***** PROVIDED DATA

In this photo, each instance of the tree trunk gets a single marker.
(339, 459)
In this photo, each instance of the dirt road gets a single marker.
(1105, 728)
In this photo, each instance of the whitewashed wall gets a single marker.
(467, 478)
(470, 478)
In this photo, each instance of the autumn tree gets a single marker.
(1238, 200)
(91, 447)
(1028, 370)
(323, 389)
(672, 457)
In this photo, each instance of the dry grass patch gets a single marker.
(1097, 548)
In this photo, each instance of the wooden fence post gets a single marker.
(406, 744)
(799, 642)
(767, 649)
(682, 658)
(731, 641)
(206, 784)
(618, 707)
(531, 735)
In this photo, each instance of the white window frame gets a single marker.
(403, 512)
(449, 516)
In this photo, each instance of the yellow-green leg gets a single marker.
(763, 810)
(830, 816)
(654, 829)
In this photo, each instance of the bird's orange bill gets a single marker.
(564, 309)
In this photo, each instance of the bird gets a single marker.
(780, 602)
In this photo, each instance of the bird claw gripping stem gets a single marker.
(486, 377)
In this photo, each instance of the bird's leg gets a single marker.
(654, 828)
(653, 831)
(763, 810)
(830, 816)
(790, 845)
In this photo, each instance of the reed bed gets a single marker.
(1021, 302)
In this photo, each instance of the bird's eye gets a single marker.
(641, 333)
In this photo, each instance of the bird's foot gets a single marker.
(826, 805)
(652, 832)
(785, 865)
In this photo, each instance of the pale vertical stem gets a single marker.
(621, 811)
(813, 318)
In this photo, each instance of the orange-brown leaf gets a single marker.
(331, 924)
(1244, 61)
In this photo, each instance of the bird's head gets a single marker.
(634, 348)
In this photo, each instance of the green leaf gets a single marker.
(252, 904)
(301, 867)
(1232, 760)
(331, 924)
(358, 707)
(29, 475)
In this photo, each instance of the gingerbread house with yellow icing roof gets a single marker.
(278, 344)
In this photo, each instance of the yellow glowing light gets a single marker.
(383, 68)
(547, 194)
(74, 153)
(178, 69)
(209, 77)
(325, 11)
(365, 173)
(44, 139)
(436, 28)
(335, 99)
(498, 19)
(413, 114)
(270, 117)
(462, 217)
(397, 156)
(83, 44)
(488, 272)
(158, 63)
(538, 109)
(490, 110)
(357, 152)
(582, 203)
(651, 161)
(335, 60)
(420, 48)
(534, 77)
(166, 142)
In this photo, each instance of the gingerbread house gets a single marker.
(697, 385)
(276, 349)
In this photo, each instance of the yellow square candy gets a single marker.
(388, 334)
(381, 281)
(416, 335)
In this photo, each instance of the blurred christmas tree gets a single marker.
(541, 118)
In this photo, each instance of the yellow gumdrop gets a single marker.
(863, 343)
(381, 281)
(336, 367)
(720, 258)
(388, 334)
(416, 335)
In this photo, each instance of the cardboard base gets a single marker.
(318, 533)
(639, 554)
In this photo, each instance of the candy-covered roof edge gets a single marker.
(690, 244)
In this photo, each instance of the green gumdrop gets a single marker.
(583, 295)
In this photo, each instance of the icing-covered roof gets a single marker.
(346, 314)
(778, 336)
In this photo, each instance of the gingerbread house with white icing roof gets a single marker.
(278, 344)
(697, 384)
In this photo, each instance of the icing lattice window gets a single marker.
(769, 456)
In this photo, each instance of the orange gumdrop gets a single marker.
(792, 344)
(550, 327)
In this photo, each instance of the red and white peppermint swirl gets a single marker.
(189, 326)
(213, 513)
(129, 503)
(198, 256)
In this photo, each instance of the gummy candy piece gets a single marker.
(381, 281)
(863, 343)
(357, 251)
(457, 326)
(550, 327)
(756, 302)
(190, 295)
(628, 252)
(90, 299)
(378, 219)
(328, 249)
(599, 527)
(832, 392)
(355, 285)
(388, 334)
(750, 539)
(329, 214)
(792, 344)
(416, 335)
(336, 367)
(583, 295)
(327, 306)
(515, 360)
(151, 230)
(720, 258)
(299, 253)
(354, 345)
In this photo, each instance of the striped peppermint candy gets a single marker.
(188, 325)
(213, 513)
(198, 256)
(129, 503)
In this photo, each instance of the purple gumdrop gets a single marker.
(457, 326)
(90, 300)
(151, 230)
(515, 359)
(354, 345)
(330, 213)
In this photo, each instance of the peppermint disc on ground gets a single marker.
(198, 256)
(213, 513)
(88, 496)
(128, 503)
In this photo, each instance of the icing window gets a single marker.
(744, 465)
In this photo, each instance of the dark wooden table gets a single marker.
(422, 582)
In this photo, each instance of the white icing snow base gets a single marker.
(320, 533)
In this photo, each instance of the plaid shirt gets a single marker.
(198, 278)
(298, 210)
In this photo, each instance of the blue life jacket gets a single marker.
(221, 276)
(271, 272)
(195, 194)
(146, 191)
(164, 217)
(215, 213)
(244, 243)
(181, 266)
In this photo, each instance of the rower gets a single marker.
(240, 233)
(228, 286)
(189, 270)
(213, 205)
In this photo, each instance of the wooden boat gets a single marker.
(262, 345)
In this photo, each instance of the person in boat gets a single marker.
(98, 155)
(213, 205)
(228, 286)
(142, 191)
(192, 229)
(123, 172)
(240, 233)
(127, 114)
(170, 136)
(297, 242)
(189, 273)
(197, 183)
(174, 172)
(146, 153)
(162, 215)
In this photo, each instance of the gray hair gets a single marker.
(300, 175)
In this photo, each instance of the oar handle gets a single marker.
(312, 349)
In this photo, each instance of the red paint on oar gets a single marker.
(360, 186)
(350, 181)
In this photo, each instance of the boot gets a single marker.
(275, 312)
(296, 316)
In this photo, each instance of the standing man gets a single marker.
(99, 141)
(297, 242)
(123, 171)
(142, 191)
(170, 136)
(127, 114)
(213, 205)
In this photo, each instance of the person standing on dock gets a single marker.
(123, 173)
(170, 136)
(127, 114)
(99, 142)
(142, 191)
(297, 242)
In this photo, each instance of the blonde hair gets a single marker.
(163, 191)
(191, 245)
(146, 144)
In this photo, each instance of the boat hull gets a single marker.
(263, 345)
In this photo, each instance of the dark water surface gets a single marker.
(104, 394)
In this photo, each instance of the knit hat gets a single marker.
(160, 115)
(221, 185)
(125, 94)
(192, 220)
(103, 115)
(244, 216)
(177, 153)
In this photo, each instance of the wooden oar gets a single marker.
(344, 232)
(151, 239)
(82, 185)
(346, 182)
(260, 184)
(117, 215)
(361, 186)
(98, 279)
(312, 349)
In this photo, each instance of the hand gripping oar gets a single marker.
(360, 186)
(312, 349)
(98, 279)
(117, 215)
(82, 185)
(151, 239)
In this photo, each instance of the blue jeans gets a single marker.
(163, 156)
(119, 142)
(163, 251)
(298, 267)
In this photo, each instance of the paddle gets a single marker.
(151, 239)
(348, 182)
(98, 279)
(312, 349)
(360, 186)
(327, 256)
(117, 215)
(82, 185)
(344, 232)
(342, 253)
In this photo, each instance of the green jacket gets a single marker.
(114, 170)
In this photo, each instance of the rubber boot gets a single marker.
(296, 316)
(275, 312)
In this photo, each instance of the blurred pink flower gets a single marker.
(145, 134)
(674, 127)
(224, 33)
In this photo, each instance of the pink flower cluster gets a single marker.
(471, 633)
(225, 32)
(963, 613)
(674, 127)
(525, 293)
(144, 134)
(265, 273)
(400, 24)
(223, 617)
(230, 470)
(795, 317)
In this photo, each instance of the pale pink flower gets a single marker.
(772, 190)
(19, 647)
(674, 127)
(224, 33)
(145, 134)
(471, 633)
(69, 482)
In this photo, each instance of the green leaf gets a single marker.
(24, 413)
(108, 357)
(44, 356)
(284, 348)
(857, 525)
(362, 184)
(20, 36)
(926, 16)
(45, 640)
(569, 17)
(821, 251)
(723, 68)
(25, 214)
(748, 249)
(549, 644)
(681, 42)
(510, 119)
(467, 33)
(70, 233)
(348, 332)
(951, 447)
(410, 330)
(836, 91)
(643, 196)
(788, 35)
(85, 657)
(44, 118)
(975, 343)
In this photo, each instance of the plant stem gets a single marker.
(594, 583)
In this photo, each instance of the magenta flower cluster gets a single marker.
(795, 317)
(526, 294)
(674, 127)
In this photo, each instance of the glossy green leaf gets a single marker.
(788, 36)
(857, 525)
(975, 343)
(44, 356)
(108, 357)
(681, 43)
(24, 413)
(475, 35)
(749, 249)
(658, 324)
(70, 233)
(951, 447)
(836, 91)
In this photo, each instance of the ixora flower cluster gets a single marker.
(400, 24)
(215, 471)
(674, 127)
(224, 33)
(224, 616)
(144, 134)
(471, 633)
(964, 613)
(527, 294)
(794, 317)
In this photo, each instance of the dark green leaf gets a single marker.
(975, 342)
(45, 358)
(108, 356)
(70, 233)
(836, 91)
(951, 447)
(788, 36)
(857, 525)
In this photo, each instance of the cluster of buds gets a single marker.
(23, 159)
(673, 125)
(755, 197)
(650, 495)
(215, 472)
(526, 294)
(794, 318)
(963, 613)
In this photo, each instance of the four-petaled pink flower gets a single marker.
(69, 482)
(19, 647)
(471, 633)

**********

▸ **STATED PROBLEM**: Print the rows again word for word, from the one that contains "In this photo, each instance of the glossy" through the end of the rows, including both.

▸ **FINISHED ANSWER**:
In this photo, each instance of the glossy green leaf gets a single marker.
(788, 36)
(857, 525)
(975, 343)
(44, 356)
(108, 357)
(681, 43)
(24, 413)
(475, 35)
(749, 249)
(658, 324)
(70, 233)
(951, 447)
(836, 91)
In this photo, each instance of the ixora flower cluster gets a single marker.
(400, 24)
(215, 471)
(674, 127)
(224, 33)
(224, 616)
(144, 134)
(471, 633)
(964, 613)
(527, 294)
(794, 317)
In this photo, each instance of the dark green leaf gets a single marker.
(975, 342)
(45, 358)
(108, 356)
(70, 233)
(836, 91)
(951, 447)
(788, 36)
(857, 525)
In this photo, each instance of the cluster of buds gets a single marker.
(23, 159)
(673, 125)
(755, 197)
(650, 495)
(215, 472)
(526, 294)
(794, 318)
(963, 613)
In this photo, each instance of the four-petaled pink flower gets a single marker.
(69, 482)
(19, 647)
(471, 633)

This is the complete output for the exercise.